• _AVAILABLE DATA_
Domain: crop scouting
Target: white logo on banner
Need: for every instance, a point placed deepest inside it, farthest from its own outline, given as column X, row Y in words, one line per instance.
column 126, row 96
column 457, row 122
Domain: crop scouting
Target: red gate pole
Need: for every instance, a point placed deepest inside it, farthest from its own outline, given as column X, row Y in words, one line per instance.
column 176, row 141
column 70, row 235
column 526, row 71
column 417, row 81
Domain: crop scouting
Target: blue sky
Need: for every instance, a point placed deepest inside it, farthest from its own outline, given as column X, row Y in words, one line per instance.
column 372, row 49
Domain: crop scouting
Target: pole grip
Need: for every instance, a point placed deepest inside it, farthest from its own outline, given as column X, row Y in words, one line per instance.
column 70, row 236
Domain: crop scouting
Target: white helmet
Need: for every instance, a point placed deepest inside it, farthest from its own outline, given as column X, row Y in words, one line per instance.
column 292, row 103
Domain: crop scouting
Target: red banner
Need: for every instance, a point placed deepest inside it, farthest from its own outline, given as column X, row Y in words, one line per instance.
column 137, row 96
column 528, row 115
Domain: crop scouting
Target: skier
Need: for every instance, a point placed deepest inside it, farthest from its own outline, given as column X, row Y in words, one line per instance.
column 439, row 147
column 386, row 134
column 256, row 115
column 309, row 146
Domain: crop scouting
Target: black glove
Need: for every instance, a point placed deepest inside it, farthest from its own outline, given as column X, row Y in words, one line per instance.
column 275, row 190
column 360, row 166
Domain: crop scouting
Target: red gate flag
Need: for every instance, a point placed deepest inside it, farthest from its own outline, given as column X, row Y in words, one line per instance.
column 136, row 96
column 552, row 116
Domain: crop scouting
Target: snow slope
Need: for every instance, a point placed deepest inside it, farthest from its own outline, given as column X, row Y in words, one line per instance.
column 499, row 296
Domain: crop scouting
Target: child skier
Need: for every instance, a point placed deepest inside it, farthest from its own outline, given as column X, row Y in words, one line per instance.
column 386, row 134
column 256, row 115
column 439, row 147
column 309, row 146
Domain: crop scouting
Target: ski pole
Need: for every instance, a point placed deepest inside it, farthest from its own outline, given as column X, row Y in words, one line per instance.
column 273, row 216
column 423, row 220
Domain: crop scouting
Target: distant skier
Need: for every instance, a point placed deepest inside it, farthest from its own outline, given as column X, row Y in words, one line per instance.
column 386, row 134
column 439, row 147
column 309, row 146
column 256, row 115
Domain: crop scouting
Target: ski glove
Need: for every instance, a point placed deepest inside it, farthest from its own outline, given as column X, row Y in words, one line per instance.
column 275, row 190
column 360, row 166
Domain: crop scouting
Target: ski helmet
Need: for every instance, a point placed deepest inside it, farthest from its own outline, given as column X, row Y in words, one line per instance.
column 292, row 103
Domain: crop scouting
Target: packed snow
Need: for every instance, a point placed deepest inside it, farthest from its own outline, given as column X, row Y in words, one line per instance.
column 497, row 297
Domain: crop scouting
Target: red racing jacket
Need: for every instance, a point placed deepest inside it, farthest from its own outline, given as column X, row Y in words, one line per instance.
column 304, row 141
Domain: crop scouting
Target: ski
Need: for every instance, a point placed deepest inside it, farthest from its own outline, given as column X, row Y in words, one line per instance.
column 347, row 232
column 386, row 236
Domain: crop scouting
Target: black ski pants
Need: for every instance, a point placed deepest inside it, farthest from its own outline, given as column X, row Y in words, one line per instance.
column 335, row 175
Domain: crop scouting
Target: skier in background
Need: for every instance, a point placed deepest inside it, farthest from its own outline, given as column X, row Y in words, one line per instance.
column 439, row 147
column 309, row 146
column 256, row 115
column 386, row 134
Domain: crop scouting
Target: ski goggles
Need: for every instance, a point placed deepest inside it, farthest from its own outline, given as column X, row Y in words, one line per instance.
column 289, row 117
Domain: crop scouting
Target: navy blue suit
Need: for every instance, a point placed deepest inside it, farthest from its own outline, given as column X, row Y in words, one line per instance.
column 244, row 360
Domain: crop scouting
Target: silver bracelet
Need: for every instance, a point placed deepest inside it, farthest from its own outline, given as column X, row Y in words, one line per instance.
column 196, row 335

• _AIM OF THE EXERCISE_
Please report every line of the rows above that contains the string "snow", copying each line in full.

• _TASK OUTPUT_
Target: snow slope
Target: packed snow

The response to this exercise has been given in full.